## What you will do
Could you reproduce the records from the line with "Would you mind pinning the woman's face" through the end of the records, renaming "Coordinates" to "Locations" and leaving everything else unchanged?

## The records
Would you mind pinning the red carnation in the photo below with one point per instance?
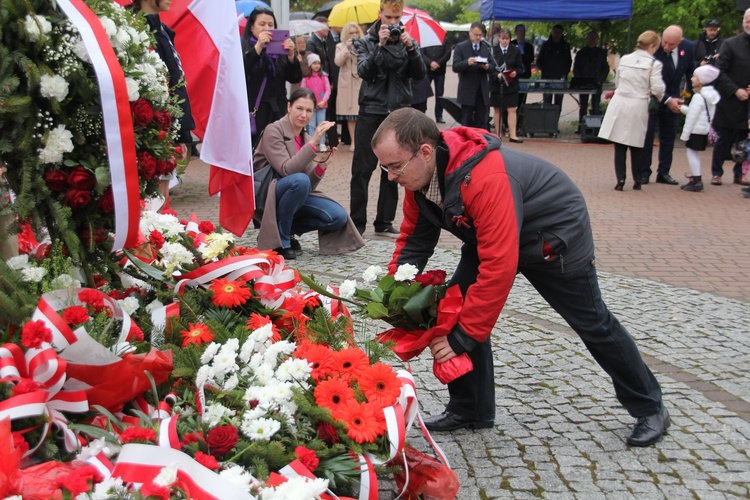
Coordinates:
(221, 439)
(56, 180)
(308, 457)
(34, 333)
(81, 179)
(76, 199)
(143, 113)
(147, 164)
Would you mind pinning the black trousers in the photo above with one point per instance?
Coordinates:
(667, 135)
(575, 295)
(726, 138)
(636, 162)
(363, 165)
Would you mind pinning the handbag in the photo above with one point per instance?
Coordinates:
(253, 127)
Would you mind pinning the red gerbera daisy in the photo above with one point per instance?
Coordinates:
(229, 293)
(350, 362)
(362, 421)
(333, 393)
(380, 384)
(197, 333)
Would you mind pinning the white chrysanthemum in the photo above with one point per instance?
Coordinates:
(53, 87)
(33, 274)
(216, 243)
(109, 26)
(133, 89)
(261, 429)
(210, 352)
(129, 304)
(347, 289)
(59, 141)
(18, 262)
(406, 272)
(372, 273)
(36, 26)
(213, 413)
(167, 476)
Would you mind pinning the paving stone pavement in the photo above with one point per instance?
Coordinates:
(673, 268)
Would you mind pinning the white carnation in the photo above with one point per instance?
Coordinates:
(347, 289)
(53, 87)
(59, 141)
(132, 85)
(36, 26)
(372, 273)
(406, 272)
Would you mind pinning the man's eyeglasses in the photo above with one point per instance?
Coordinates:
(400, 170)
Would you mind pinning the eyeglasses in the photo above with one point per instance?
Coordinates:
(400, 170)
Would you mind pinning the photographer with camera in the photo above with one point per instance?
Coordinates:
(387, 60)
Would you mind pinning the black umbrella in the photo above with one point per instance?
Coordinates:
(325, 9)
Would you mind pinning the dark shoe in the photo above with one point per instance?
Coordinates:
(648, 430)
(389, 231)
(295, 245)
(287, 253)
(666, 179)
(446, 422)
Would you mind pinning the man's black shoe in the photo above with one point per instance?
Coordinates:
(446, 422)
(666, 179)
(648, 430)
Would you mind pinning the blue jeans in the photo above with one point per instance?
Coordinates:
(297, 212)
(319, 116)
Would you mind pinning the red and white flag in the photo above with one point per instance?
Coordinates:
(208, 42)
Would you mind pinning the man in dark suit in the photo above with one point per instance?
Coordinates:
(435, 58)
(678, 61)
(473, 61)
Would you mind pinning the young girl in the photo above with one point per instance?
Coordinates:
(700, 113)
(318, 83)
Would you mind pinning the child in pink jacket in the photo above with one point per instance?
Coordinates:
(321, 87)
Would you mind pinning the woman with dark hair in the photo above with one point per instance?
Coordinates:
(167, 52)
(293, 204)
(266, 74)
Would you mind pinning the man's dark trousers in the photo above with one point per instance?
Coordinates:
(667, 135)
(726, 138)
(363, 165)
(575, 295)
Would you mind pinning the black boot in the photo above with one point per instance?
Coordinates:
(694, 184)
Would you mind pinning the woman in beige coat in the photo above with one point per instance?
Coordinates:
(625, 122)
(347, 100)
(293, 204)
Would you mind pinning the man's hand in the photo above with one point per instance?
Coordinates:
(441, 349)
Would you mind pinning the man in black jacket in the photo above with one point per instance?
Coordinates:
(731, 120)
(435, 58)
(387, 60)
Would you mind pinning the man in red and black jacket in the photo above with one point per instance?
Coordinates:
(514, 213)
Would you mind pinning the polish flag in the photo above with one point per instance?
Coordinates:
(208, 42)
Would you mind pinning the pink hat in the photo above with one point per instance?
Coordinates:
(706, 74)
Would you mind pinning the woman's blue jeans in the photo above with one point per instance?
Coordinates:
(297, 212)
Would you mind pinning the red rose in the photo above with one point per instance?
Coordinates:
(107, 203)
(76, 199)
(56, 180)
(221, 439)
(163, 119)
(436, 277)
(147, 163)
(143, 113)
(81, 179)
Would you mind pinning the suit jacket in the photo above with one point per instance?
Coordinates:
(473, 79)
(734, 63)
(673, 77)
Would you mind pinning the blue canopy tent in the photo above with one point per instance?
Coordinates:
(556, 10)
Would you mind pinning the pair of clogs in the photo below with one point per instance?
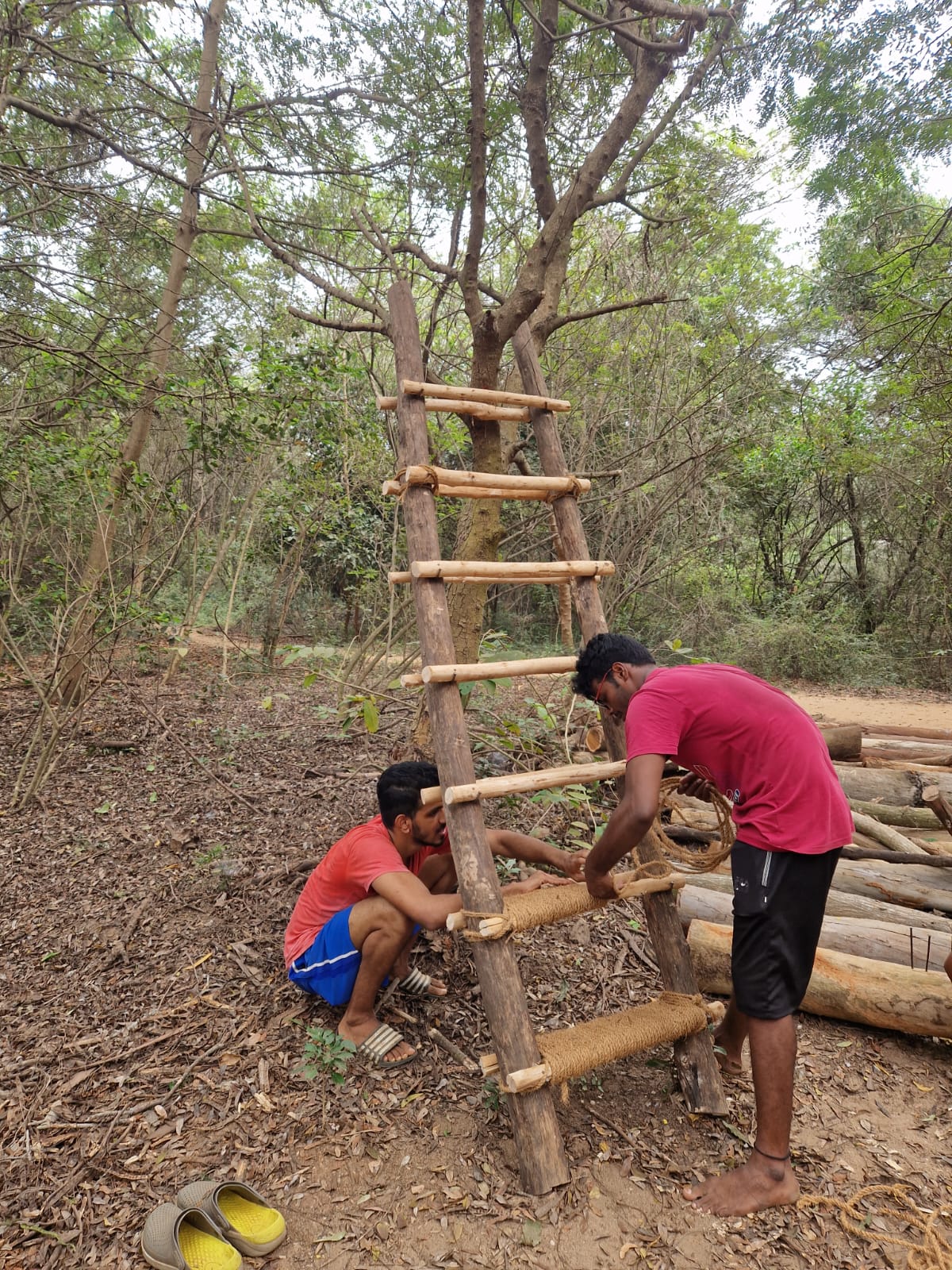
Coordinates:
(209, 1226)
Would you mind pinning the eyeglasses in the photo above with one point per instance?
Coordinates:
(598, 690)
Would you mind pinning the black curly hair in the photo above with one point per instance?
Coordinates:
(399, 789)
(600, 656)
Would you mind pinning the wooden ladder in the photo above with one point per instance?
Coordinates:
(543, 1161)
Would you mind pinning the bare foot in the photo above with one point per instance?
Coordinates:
(359, 1032)
(419, 984)
(758, 1184)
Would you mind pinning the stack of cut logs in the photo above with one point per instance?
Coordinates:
(889, 918)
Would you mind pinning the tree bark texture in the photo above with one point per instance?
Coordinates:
(854, 988)
(693, 1056)
(71, 679)
(543, 1162)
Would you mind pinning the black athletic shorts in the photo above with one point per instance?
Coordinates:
(778, 905)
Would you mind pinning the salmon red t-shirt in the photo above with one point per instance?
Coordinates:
(752, 742)
(346, 876)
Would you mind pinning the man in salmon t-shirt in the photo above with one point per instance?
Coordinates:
(359, 911)
(753, 743)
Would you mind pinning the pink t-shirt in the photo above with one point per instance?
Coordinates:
(754, 745)
(346, 876)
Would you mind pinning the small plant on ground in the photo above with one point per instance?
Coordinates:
(325, 1058)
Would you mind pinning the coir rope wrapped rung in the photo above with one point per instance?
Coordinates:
(559, 903)
(574, 1051)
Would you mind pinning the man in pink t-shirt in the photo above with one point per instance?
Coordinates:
(752, 742)
(362, 906)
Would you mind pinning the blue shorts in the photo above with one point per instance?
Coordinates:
(329, 967)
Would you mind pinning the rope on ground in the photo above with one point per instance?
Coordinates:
(935, 1251)
(697, 860)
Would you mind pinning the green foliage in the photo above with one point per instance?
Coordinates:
(869, 87)
(327, 1056)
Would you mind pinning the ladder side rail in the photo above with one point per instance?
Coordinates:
(543, 1161)
(693, 1056)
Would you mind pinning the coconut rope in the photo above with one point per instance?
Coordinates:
(696, 859)
(558, 903)
(933, 1253)
(571, 1052)
(551, 905)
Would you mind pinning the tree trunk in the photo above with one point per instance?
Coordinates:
(693, 1058)
(71, 679)
(854, 988)
(860, 937)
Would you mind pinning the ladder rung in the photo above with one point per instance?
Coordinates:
(559, 903)
(478, 410)
(470, 672)
(512, 495)
(498, 397)
(524, 783)
(465, 484)
(571, 1052)
(505, 571)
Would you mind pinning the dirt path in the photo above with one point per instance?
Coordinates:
(152, 1038)
(894, 709)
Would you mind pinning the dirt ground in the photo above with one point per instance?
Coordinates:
(150, 1037)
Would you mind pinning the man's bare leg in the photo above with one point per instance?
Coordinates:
(767, 1178)
(380, 931)
(438, 876)
(729, 1038)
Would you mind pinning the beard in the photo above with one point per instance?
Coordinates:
(435, 838)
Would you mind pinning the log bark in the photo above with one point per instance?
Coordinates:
(882, 941)
(841, 903)
(939, 804)
(693, 1056)
(917, 755)
(918, 733)
(886, 835)
(884, 785)
(905, 817)
(843, 743)
(916, 751)
(543, 1161)
(854, 988)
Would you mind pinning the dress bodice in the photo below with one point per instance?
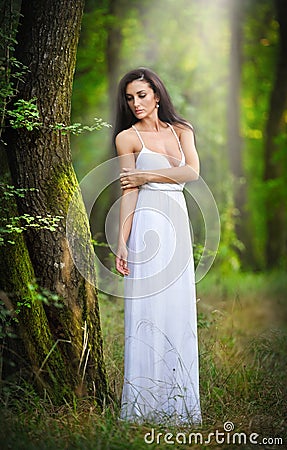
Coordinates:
(151, 160)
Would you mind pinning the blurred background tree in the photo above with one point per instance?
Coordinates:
(224, 64)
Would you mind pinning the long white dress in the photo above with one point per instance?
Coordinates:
(161, 381)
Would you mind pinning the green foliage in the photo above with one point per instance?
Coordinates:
(78, 128)
(24, 114)
(19, 224)
(243, 375)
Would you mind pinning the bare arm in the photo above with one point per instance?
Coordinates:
(189, 172)
(127, 206)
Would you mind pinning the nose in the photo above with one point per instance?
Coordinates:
(136, 102)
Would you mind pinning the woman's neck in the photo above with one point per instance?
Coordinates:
(151, 124)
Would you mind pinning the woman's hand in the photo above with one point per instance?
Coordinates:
(121, 261)
(132, 178)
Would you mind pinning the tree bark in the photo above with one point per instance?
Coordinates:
(41, 159)
(275, 158)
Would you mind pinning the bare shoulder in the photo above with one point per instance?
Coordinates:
(183, 129)
(126, 141)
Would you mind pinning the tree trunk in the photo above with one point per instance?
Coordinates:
(41, 159)
(234, 140)
(275, 157)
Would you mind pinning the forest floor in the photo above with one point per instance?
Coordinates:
(242, 324)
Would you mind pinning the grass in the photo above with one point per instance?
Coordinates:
(242, 341)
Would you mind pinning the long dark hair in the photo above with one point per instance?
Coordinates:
(166, 112)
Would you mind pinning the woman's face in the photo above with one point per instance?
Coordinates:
(141, 99)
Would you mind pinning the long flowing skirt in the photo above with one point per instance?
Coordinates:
(161, 381)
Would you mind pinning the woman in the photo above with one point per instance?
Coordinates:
(157, 156)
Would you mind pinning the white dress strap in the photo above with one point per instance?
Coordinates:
(139, 136)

## Completed task
Would you mind pinning the woman's face in the photo above with one point per instance?
Locations:
(141, 99)
Would you mind pinning the long flowing skirt in the photo above with one point per instance?
Locations:
(161, 381)
Would you mind pinning the woman in the photo above with one point per instance?
Locations:
(157, 156)
Would you mind pinning the white dress strap in the photo above with one point per instance?
Locations:
(139, 136)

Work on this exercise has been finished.